Exercise description -
Find each line in the data below that contains the string "gray" and copy those lines. Case counts.

>> START Supplied records

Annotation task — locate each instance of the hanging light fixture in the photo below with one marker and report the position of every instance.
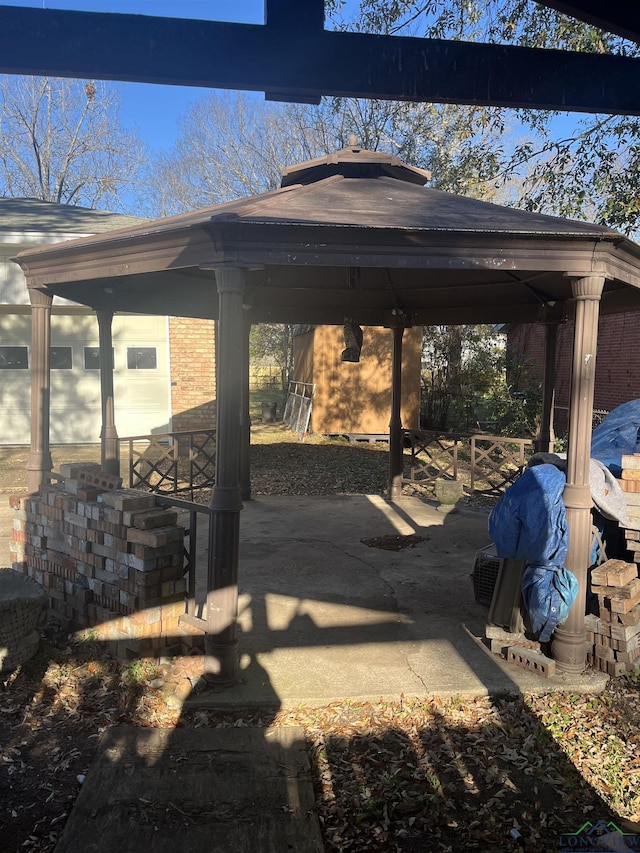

>> END Supplied records
>> START Supplied records

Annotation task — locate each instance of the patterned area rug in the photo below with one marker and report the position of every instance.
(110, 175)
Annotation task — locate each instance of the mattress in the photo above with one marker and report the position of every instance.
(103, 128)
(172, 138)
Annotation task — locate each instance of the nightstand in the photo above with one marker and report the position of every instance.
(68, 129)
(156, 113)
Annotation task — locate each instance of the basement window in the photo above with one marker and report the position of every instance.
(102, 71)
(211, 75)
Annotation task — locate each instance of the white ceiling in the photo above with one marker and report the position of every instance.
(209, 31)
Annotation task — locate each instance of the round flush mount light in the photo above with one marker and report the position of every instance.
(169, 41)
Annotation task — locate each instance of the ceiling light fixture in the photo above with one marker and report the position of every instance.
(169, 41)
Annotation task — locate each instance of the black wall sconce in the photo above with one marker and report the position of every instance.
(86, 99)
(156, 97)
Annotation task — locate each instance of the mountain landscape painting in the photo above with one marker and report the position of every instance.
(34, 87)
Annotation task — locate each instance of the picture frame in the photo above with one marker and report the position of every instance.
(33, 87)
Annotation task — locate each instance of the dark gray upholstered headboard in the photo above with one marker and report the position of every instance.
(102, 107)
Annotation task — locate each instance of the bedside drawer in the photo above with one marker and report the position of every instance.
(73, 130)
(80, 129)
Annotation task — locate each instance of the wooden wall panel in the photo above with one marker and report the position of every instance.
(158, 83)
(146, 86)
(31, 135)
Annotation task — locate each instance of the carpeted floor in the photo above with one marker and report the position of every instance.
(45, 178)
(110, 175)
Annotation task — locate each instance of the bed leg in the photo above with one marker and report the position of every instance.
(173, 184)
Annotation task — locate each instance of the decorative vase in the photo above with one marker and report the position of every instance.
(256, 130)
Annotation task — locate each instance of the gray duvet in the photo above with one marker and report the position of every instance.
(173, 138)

>> END Supplied records
>> START Supplied records

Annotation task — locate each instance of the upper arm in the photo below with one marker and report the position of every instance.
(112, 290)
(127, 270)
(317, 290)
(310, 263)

>> END Supplied records

Problem solution -
Annotation task — locate each instance of the dark gray upholstered headboard in the photo above with one marker and report the position of every instance.
Annotation task — locate each instance of the gray duvet in the photo above with one marker and report the position of every instance.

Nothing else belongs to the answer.